GIVEN DATA start

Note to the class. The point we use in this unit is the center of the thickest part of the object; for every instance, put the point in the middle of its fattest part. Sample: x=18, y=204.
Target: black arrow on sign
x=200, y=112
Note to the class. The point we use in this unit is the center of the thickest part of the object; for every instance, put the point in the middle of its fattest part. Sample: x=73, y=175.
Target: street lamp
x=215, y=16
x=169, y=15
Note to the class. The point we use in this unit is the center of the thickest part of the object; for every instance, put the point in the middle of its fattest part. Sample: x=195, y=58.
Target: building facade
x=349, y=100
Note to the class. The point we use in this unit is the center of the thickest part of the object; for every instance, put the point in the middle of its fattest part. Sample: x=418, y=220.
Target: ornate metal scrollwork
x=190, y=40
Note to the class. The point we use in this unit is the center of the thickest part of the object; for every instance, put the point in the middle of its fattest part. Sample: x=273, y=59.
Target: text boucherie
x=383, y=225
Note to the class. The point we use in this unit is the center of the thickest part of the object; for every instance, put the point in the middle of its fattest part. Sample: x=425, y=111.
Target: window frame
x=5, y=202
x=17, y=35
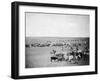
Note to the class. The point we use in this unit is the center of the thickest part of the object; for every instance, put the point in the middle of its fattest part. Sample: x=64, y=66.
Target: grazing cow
x=27, y=46
x=70, y=58
x=66, y=57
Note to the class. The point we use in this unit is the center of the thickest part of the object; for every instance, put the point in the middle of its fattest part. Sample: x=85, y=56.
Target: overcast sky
x=56, y=25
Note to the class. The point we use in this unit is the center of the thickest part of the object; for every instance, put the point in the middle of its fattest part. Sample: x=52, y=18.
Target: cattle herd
x=68, y=52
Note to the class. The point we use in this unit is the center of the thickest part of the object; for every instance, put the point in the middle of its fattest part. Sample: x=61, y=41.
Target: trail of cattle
x=37, y=57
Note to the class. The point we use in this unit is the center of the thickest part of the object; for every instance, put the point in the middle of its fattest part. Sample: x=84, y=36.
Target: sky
x=56, y=25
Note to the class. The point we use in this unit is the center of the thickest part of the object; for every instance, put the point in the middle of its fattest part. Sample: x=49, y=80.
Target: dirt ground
x=37, y=57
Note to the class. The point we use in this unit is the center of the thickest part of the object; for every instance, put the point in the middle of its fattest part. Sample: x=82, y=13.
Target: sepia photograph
x=56, y=40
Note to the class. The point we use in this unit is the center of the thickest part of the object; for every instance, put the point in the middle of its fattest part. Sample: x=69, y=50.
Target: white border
x=53, y=70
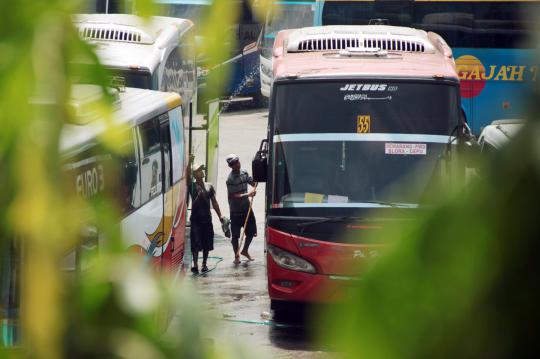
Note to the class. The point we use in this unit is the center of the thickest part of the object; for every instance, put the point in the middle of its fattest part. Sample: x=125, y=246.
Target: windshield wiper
x=390, y=204
x=303, y=225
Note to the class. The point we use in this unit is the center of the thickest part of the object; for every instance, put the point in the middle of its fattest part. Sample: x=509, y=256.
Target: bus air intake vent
x=335, y=38
x=113, y=33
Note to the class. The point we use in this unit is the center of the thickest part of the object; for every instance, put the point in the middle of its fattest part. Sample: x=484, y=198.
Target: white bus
x=148, y=180
x=155, y=54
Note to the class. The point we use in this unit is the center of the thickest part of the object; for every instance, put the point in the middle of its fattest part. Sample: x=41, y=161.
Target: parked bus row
x=491, y=41
x=148, y=181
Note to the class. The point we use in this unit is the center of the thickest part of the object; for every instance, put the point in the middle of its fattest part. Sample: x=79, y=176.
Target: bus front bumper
x=293, y=286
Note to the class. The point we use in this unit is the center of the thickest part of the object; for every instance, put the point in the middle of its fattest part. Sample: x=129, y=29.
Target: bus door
x=148, y=220
x=167, y=242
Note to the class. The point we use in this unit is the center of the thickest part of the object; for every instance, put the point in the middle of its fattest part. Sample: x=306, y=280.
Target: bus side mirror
x=249, y=48
x=259, y=165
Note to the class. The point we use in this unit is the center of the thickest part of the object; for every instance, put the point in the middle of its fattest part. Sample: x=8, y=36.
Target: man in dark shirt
x=237, y=188
x=202, y=231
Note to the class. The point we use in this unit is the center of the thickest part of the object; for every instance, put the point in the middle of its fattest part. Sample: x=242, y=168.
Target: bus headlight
x=288, y=260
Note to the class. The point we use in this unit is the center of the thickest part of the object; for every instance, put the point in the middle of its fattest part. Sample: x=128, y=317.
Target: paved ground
x=237, y=294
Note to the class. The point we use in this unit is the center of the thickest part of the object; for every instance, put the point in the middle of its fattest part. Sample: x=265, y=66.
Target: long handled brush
x=245, y=224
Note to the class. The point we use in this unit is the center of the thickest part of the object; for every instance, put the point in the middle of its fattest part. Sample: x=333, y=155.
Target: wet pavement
x=236, y=294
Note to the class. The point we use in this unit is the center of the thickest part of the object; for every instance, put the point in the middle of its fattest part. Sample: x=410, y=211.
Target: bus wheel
x=288, y=311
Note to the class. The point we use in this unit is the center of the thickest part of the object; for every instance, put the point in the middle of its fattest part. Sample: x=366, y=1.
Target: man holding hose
x=240, y=206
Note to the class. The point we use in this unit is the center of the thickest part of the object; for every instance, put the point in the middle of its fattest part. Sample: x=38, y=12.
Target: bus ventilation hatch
x=328, y=44
x=111, y=34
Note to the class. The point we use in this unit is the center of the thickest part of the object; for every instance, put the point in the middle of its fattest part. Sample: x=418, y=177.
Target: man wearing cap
x=202, y=231
x=239, y=204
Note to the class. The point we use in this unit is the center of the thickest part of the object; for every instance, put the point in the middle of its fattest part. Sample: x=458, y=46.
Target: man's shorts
x=202, y=236
x=237, y=222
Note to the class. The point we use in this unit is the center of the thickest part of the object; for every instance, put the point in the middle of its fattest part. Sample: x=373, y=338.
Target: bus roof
x=129, y=41
x=133, y=106
x=362, y=51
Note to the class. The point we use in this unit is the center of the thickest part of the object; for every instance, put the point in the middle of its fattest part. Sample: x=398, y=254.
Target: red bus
x=361, y=122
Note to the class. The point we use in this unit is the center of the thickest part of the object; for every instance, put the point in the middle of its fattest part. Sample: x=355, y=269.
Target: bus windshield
x=338, y=145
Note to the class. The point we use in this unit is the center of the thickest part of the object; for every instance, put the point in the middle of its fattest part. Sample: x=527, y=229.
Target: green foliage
x=461, y=280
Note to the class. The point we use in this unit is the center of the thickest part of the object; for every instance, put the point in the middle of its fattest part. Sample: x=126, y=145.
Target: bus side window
x=130, y=184
x=151, y=167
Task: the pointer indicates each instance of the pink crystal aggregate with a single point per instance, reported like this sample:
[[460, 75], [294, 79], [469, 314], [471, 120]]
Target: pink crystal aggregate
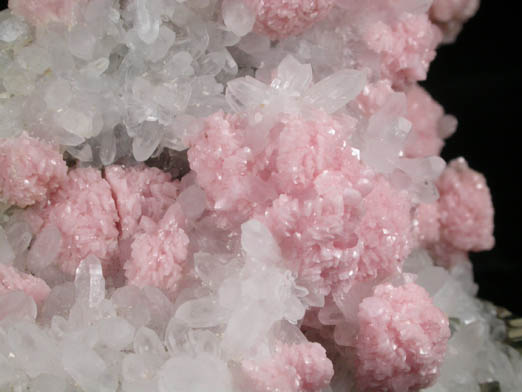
[[406, 47], [40, 12], [461, 220], [342, 226], [282, 18], [401, 341], [158, 252], [300, 367], [12, 280], [330, 224], [140, 191], [84, 212], [450, 15], [30, 170]]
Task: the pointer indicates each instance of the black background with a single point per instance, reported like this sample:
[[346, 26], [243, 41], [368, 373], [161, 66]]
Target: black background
[[478, 80]]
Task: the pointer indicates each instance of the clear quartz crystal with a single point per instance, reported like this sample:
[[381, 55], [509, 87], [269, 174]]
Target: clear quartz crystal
[[238, 17], [45, 249], [89, 282]]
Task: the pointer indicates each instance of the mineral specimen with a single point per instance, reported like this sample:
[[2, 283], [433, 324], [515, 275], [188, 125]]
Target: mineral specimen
[[253, 200]]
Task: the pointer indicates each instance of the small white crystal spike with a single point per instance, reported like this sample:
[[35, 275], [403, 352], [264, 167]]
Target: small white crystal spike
[[89, 282]]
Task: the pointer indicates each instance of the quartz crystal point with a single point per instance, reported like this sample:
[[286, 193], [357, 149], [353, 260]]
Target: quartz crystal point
[[238, 195]]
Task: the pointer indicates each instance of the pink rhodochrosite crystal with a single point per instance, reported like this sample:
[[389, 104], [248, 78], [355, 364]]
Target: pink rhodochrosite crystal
[[40, 12], [84, 212], [313, 203], [282, 18], [426, 224], [466, 209], [11, 280], [406, 47], [402, 339], [300, 367], [158, 252], [140, 191], [426, 118], [30, 170], [297, 192], [384, 231], [450, 15]]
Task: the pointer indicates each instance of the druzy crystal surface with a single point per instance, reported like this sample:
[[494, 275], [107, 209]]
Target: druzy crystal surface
[[237, 196]]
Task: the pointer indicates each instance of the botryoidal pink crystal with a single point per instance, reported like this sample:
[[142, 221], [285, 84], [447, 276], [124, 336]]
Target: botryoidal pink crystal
[[465, 207], [461, 220], [313, 156], [283, 18], [450, 15], [385, 231], [300, 367], [406, 47], [84, 212], [158, 252], [320, 207], [12, 280], [39, 12], [401, 341], [140, 191], [30, 170]]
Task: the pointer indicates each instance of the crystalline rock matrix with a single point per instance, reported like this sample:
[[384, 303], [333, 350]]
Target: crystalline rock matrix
[[238, 196]]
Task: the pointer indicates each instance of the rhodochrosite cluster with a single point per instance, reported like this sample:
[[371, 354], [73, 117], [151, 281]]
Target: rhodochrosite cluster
[[318, 242]]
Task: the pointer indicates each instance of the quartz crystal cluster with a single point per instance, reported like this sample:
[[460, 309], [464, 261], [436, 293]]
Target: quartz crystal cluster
[[237, 196]]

GIVEN DATA end

▸ REQUIRED TASK
Update the records from the line with "Sample: x=195, y=58." up to and including the line with "x=190, y=40" by putting "shop front" in place of "building facade". Reproduce only those lines, with everything else unchanged.

▸ RESPONSE
Note to the class. The point we use in this unit is the center of the thickest part of the object; for every instance, put the point in the middle of its fattest part. Sample: x=195, y=58.
Target: shop front
x=349, y=100
Note to the class. The point we use in this unit is the center of the thickest part of the object; for every instance, put the point in the middle of its fattest part. Sample: x=418, y=220.
Target: ornate metal scrollwork
x=190, y=40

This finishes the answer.